■ **Tasks to carry out**
**1)** List every language mentioned by name in the Japanese grammar introduction below.
**2)** Extend the Japanese grammar introduction below, picking up right after its final sentence.

──────── Document passage ────────

Today we’ll be introducing the basics of Japanese grammar so you can start forming sentences in no time!

School supplies showing Japanese grammar

Grammar is to language what bricks are to a house. Without all those grammar rules we abhor and despise, a language wouldn’t hold up! Anyways, once the house has been built, those bricks aren’t so detestable after all!

Japanese grammar is no different, and every Japanese language learner must come face to face with grammar at some point. Ready? Let’s jump in!

Japanese Grammar

In this guide, we’ll cover the different parts of the Japanese grammar. You’ll learn about the rules you need to observe to create sentences that make sense and are correct.

We’ve also included the different parts of speech such as particles, verbs, and adjectives, the Japanese sentence structure, quantifiers, and suffixes, and formal and informal speech.

“Grammar” in Japanese

Before we start learning Japanese grammar, let’s first teach you the Japanese word “grammar.”

Like any other English word, there are several ways to say “grammar” in Japanese. But the most common term is ぶんぽう (bunpō | 文法). You can say it as “bunpou.”

Is Japanese Grammar Difficult?

You already have a good start once you know the basic grammar of any language. However, much like any other language’s grammar, Japanese grammar can be a complex topic for some and easy for others. The measuring stick is completely subjective.

Native Korean speakers tend to have an easier time learning Japanese grammar since it resembles their mother tongue. Native English speakers are likely to find it more difficult to learn Japanese grammar – it all depends on who’s studying.

That being said, there are quite a few pieces to the puzzle known as Japanese grammar, so objectively, it is more complex than, say, Chinese grammar or any foreign language. Plus, learning a new language grammar is a complex linguistic topic – it takes complex rules to form complex thoughts into words. Still and yet, with enough practice and immersion, you’re sure to get accustomed to the grammar rules, patterns and traits.

Japanese Grammar Rules

If you want to speak in Japanese, you must know the grammar rules.

There might be a tendency to apply your own grammar rules when you learn a new language. Especially if you’re speaking western languages like English. This doesn’t work most of the time, as there are a lot of differences when it comes to grammar rules, sentence order as well as writing systems in Japanese.

But don’t worry; it isn’t as complicated as it sounds. There are enough Japanese grammar rules to throw the book at—it’s the same for any language, really. But step by step, things become easier. You may even think it makes more sense than your language.

Japanese Grammar Rules are easy

Let’s point out some facts about Japanese grammar in defense of its simplicity and ease of use:

  • Similar to other romance languages such as French and Portuguese, there are no gender words when learning Japanese grammar (masculine or feminine words).

──────── Excerpted data ────────

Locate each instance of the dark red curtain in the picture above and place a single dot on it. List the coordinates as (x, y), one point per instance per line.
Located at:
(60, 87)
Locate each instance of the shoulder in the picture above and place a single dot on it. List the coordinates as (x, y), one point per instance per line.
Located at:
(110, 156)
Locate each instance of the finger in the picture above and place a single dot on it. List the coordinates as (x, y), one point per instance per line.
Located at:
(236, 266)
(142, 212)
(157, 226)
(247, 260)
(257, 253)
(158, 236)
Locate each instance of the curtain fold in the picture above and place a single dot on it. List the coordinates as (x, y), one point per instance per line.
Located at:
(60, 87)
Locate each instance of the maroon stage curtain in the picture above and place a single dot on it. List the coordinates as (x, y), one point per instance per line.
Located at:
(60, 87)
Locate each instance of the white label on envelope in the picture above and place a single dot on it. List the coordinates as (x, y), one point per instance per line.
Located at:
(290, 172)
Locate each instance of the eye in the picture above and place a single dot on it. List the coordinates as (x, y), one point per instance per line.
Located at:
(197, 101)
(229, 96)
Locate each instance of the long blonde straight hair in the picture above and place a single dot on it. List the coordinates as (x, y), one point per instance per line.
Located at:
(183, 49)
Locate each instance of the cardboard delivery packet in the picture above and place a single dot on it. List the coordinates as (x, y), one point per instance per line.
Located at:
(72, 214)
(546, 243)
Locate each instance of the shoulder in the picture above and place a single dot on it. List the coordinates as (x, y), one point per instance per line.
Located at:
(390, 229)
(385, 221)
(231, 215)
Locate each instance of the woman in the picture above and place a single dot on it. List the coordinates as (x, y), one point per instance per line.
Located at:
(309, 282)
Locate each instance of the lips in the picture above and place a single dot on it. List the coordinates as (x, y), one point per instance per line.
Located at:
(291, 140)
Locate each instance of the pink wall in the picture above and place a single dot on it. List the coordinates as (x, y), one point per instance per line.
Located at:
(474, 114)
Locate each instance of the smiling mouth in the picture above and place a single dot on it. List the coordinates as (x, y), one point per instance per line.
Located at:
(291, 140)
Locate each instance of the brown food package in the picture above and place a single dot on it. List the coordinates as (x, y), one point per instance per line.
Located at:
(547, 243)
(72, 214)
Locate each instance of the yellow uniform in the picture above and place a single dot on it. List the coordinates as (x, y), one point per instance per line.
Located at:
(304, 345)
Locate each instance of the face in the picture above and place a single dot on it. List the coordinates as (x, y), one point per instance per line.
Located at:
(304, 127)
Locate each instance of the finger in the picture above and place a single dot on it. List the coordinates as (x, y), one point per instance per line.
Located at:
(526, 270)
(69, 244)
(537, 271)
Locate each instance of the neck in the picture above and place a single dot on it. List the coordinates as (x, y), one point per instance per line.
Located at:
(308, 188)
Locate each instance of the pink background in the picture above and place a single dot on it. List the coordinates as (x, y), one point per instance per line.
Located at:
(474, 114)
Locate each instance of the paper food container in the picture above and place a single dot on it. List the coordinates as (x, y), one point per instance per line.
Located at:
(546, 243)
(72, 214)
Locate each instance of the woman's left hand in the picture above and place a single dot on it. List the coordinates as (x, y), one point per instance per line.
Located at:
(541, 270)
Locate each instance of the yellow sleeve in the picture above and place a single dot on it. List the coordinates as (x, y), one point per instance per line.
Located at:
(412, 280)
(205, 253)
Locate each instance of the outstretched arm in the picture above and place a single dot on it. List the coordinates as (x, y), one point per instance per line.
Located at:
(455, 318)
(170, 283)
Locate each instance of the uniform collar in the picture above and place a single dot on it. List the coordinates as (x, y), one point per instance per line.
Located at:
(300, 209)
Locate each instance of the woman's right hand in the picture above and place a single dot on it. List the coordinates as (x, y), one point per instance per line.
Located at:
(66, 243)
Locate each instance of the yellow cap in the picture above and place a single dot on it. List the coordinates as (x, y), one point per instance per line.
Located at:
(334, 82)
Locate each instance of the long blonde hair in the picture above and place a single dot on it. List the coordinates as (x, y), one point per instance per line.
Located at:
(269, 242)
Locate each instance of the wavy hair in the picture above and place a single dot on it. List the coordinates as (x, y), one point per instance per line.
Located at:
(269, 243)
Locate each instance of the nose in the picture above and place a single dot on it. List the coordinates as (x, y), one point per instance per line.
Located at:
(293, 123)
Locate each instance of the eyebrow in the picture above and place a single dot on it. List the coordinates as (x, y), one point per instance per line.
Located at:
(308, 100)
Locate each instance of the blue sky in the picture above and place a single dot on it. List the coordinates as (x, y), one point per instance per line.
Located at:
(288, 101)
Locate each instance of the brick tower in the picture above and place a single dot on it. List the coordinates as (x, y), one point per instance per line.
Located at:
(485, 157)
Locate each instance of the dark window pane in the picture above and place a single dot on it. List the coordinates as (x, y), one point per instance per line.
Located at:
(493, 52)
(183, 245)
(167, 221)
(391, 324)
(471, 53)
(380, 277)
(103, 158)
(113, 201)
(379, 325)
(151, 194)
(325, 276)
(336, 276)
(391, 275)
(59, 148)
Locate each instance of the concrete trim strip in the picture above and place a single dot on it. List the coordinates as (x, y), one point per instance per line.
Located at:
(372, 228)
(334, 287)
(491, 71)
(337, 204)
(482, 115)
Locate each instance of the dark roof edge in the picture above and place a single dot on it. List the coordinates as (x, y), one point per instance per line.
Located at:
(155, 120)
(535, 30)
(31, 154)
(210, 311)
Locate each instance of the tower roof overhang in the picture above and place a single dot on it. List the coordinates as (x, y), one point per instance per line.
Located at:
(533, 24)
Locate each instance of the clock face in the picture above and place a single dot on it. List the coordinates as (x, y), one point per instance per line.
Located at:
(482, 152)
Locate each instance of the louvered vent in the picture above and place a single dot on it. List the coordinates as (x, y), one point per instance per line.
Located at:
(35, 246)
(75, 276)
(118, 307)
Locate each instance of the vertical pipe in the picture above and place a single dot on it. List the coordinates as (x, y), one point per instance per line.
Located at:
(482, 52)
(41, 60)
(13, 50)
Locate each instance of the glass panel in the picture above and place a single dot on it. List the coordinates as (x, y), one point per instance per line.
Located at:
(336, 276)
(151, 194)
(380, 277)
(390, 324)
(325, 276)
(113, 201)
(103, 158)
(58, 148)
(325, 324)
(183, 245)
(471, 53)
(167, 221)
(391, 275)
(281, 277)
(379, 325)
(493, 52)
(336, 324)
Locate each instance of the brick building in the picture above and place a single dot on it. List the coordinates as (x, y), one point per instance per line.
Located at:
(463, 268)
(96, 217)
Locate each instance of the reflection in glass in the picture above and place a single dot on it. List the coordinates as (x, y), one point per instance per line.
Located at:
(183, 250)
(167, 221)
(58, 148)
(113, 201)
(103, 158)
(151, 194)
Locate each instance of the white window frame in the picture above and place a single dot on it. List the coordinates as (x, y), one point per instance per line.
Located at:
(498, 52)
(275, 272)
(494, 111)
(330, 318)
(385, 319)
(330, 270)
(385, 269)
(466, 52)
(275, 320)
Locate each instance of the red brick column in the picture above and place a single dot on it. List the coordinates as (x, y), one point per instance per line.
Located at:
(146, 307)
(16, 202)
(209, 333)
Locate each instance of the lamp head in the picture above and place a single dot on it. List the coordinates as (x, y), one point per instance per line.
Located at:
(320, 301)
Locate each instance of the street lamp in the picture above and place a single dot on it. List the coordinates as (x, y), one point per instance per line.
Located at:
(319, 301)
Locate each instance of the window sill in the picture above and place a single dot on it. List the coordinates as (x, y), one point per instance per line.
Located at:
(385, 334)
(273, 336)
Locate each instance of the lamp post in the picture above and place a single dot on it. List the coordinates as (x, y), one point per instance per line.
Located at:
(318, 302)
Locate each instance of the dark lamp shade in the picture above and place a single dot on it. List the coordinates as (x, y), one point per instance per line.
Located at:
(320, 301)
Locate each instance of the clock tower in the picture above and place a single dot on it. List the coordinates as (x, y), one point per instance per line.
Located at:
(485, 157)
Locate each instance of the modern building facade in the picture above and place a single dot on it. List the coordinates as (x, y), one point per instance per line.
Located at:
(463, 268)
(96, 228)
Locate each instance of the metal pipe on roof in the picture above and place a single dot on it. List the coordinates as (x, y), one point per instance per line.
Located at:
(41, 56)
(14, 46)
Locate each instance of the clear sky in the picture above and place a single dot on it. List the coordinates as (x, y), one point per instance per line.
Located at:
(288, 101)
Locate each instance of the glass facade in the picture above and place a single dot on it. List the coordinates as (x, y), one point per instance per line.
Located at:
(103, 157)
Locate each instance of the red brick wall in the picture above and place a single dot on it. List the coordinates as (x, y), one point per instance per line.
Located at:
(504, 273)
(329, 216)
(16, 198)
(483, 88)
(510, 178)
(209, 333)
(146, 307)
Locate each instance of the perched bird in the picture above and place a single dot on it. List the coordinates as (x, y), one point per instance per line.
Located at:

────────

■ **Exercise answers**
**1)** Japanese, Korean, English, Chinese, French, Portuguese

**2)**
  • Actions/verbs are always mentioned at the end of a thought or Japanese sentence.
  • The basic word order in Japanese is free. The subject can appear before or after the object, and the order of the object is flexible.
  • There are only two irregular verbs in Japanese and just a few other irregularities throughout the entire language.
  • There is no distinction between the present tense and the future tense, meaning you’ve only got to worry about the past and present tenses.

These are 5 huge grammar points of interest that any other language learner can take to the bank!

Japanese Grammar Overview

Since the topic at hand is so big, we’ve divided some of the essential grammar points into a few categories: Sentence order or structure, verbs, conjugation, speech styles, adjectives, and plurality/quantity.

Today, we’ll be giving an overview of these grammatical ideas. Here’s the best place to start for beginners studying Japanese grammar and a sweet review for intermediate/advanced students.

Remember, the journey of acquiring and learning grammar never stops. It’s just like vocabulary. So, take your time developing these concepts (new or old) to keep your Japanese language foundation strong!

Japanese Sentence Structure

Put simply; there are a few different components to almost any Japanese sentence: The subject, the object, and the verb/action. Basic English sentences are typically structured like so:

Subject (S) + Verb (V) + Object (O)

Think of a sentence like: “David [subject] saw [verb] the bus [object],” or, “The tree [subject] sways [verb] in the wind [object]”.

David saw the bus.デイビッドはバスを見た。デイビッドは バス を みた 。deibiddo wa basu o mita.
The tree sways in the wind.木は風において揺れる。き は かぜ において ゆれる 。ki wa kaze nioite yureru.

Japanese sentences’ structures, on the other hand, are like this:

Subject (S) + Object (O) + Verb (V)

In Japanese, the same sentence in English would be like this:

“David [subject] ] the bus [object] saw [verb]”

This is the basic Japanese word order. The verb is usually at the end of a sentence. It may feel awkward at first, but with time and practice, you’ll get the hang of it!

Did you notice that there are particles in the sentence too? If you haven’t learned it yet, you can later read about our lesson about Japanese particles.

Here are more examples sentences of this structure:

He cleaned the car.彼は車を掃除しました。 かれ は くるま を そうじ しました 。kare wa kuruma o soujishimashita.
You guys think about this situation.あなた達はこの状況を考える。あなたたち は この じょうきょう を かんがえる 。anatatachi wa kono joukyou o kangaeru.

1. He かれ (kare | 彼)「」, car くるま (kuruma | 車)「」, cleaned そうじ (souji | 掃除) 「

2. You guys あなたたち (anatatachi | あなた達)「S」, situation じょうきょう (joukyou | 状況)「O」,think かんがえる ( kangaeru | 考える)「

Almost every sentence will take this shape. These examples are known as simple sentences. Complex sentences, or sentences with more than one clause, will follow the same pattern and be linked using unique conjugative particles. That’s a deep topic we will be covering in a different article.

Knowing this major difference in sentence/phrase structure alone helps to rearrange your thought patterns as you practice Japanese grammar.

Japanese Verbs

Next up on our grammar overview are Japanese verbs.

Japanese verbs have different tense and conjugation patterns than other languages. Some of them have already been covered in the Japanese grammar rules. Now, we’ll go over the basic Japanese verb tenses and their conjugation.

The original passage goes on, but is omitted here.